- 課題の内容 -
ヒネルペトンに関する抜粋を読み、次の問いに答えてください。
1. 軟骨性肩帯が一つに癒合していることから、ヒネルペトンはどの属よりも派生的な位置に置かれることが無いとされていますか。
2. ヒネルペトンはどこで発見されましたか。
3. 乾季に山火事が日常茶飯事だった証拠として、何が大量に発見されていますか。

化石の産出部位が限られているため、ヒネルペトンが系統解析の内群に選ばれることは稀である。ヒネルペトンを加えた数少ない解析では、本属はクラウン四肢動物に繋がる一連のステム四肢動物の遷移的な形態の一つとして位置付けられている。擬鎖骨の形状と鰓孔列後葉の喪失のため、本属はアカントステガ、および大抵の場合はイクチオステガよりも派生的な位置に置かれる。その一方、軟骨性肩帯が一つに癒合していることから、本属がチュレルペトンよりも派生的な位置に置かれることは無い。以下は Ruta, Jeffery & Coates (2003) に基づくクラドグラムを単純化したもの。
古環境
ヒネルペトンはペンシルベニア州のレッドヒル・サイトで発見された。この切土では、太古の沿岸の氾濫原が広がっていたキャッツキル層のダンカノン部層の化石が保存されている。後期デボン紀当時のこの氾濫原は赤道に近く、そのため気候は温暖湿潤であり、雨季と乾季が存在した。キャッツキル層はユーラメリカ大陸を二分する浅海域の沿岸に形成されており、小規模で流れの遅い河川が大陸東部のアカディア山脈から流れていた。これらの河川はその流路を劇的に変えやすく、河川流路の近傍には三日月湖を形成した。最も豊富な植物は広い葉を持つ太古の植物(アルカエオプテリス)の森林であり、シダ様植物(ラコフィトン (Rhacophyton))が湿地に繁茂していた。乾季には山火事が日常茶飯事であり、証拠として炭化したラコフィトンが大量に発見されている。他の植物にはレピドデンドロプシス (Lepidodendropsis) やオツィナコソニア (Otzinachosonia) といったヒカゲノカズラ綱のほか、バリノフィトンやギレスピエア (Gillespiea) といった分類の難しい草本類がある。

- 提供データ -
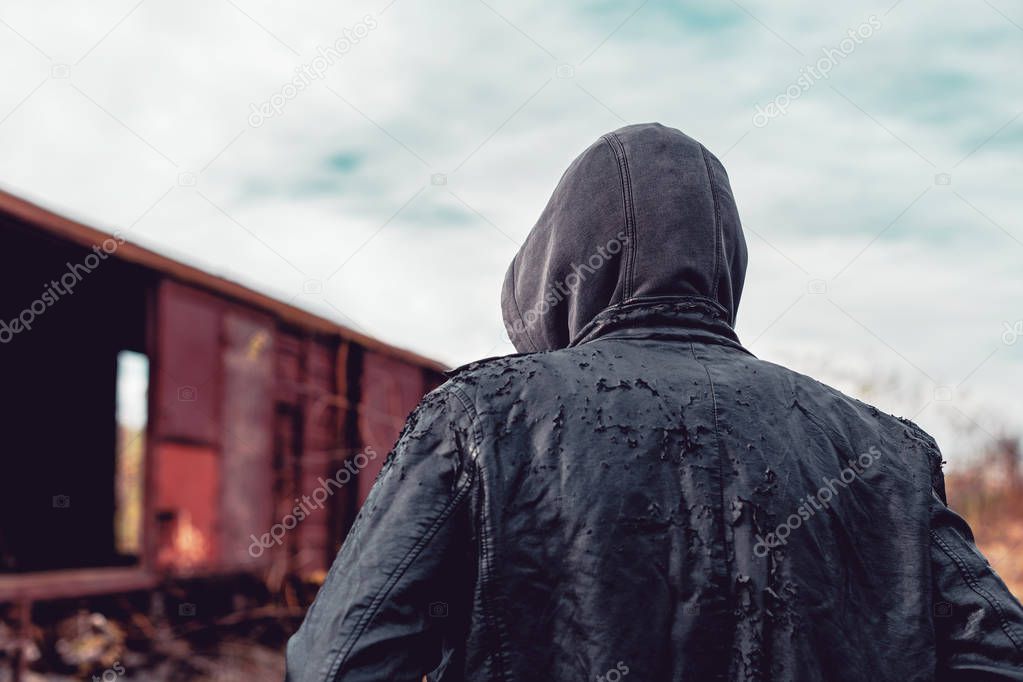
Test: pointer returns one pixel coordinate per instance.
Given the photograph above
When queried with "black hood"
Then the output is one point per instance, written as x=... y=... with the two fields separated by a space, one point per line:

- 課題の解答 -
1. チュレルペトン
2. ペンシルベニア州のレッドヒル・サイト
3. 炭化したラコフィトン